Angelo Oswaldo também defende a criação de um comitê para avaliar a obra e diz que já conversou a respeito do assunto com a presidente do Iphan, Jurema Machado. “Não se trata de uma questão de controle ou censura, mas precisamos de um catálogo exaustivo sobre a obra de Aleijadinho, de forma a orientar – para que fiquem atentos – os que trabalham na preservação e conservação de bens culturais, estudiosos da história da arte, museólogos e outros profissionais. É inadmissível continuar essa desova de obras falsas sem que haja reação”, afirmou.

* Lista de tarefas
1 > Identifique e copie cada linha da listagem em que aparece a palavra "provide", respeitando maiúsculas e minúsculas.
2 > Escreva a continuação do texto sobre as obras falsas de Aleijadinho, começando logo depois da última frase.

* Dados do exercício

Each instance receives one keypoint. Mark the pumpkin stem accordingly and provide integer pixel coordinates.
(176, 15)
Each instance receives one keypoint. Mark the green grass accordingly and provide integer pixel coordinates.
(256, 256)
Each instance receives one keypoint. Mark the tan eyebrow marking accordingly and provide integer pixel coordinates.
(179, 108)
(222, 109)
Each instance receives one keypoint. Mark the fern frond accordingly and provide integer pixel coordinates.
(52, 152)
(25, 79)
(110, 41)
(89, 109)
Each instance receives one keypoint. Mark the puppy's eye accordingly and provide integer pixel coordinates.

--

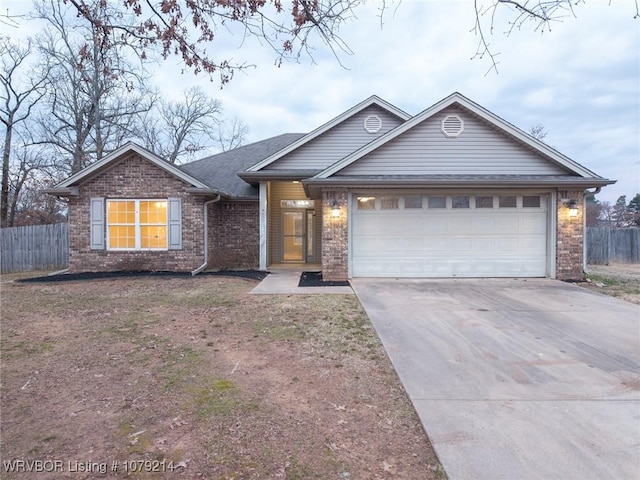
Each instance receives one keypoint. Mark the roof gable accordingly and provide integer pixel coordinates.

* Respostas finais
1 >
Each instance receives one keypoint. Mark the pumpkin stem accordingly and provide integer pixel coordinates.
Each instance receives one keypoint. Mark the green grass accordingly and provide integer pixel coordinates.
Each instance receives one keypoint. Mark the tan eyebrow marking accordingly and provide integer pixel coordinates.
Each instance receives one keypoint. Mark the fern frond accordingly and provide integer pixel coordinates.
Each instance receives one keypoint. Mark the puppy's eye accordingly and provide integer pixel coordinates.
Each instance receives one keypoint. Mark the roof gable accordingly and provide integer pixel coordinates.

2 >
A presidente do Iphan, Jurema Machado, informa que no segundo semestre será formada comissão para fazer um trabalho científico e consolidar todas as informações sobre a obra de Aleijadinho. “Já está passando da hora”, disse Jurema, que deverá contar com a participação de profissionais não só da instituição que dirige, mas também do Instituto Brasileiro de Museus (Ibram), Centro de Conservação e Restauração de Bens Culturais Móveis (Cecor), da Escola de Belas-Artes (EBA) da Universidade Federal de Minas Gerais (UFMG), profissionais de outros órgãos e especialistas independentes. “Já venho conversando com o presidente do Ibram, Angelo Oswaldo de Araújo Santos, sobre isso e vamos buscar um equilíbrio nessa situação”, disse a presidente do Iphan.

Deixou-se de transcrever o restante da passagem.